- **Supplied records**:
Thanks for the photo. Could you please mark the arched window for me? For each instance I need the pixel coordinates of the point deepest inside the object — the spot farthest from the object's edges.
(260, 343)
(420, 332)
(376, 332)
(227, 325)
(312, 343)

- **Goal**: Turn every line of the data above into a numbered list and skip any blank lines.

- **In response**:
1. Thanks for the photo. Could you please mark the arched window for me? For each instance I need the pixel coordinates of the point deepest inside the object — the spot farthest from the object's edges.
2. (260, 343)
3. (420, 332)
4. (376, 332)
5. (227, 325)
6. (312, 343)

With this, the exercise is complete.